» Problem description
The answer is the line that contains "Would you be so kind as to detect the concrete" followed by every later line of the entries below, each repeated exactly, and nothing else.

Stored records
------------------------------
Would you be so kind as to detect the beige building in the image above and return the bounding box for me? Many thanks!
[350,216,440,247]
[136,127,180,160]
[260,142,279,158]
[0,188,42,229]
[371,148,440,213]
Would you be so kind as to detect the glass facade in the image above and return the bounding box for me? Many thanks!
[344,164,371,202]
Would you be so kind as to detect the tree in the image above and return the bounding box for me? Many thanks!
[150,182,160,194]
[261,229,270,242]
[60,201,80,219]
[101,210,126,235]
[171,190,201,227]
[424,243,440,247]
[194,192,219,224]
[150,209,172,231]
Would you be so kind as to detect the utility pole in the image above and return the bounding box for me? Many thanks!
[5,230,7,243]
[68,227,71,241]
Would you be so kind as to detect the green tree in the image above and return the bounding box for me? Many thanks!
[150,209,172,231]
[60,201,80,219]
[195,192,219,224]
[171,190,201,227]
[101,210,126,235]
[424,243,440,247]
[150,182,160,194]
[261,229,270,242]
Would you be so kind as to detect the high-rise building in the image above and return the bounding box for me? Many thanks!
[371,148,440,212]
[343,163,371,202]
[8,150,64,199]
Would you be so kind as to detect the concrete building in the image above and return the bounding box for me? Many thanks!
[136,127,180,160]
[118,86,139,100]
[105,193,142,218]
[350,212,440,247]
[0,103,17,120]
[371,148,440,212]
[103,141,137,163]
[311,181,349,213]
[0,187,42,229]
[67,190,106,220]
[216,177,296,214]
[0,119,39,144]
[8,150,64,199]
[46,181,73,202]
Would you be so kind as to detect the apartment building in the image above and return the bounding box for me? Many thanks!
------------------------------
» The completed task
Would you be so kind as to detect the concrete building in the image above and return the bounding box for me? Many thanks!
[136,127,180,160]
[118,86,139,100]
[105,193,142,218]
[350,212,440,247]
[0,103,17,120]
[371,148,440,212]
[103,141,137,163]
[311,181,349,213]
[0,187,42,229]
[67,190,106,220]
[216,177,296,214]
[0,119,39,144]
[8,150,64,199]
[46,181,73,202]
Would you be so kind as to detect the apartment building in the image above and return the bounding box for me? Many thanks!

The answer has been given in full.